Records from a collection
══════

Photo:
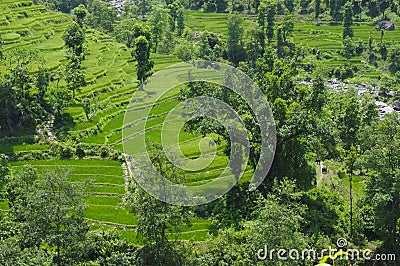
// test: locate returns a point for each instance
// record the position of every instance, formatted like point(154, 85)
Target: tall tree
point(141, 53)
point(155, 217)
point(74, 38)
point(80, 13)
point(317, 9)
point(74, 75)
point(49, 211)
point(348, 20)
point(235, 50)
point(382, 159)
point(180, 19)
point(42, 81)
point(158, 21)
point(268, 9)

══════

# Exercise description
When a line in the entries above contains "instance", count it; please answer with the number only.

# Response area
2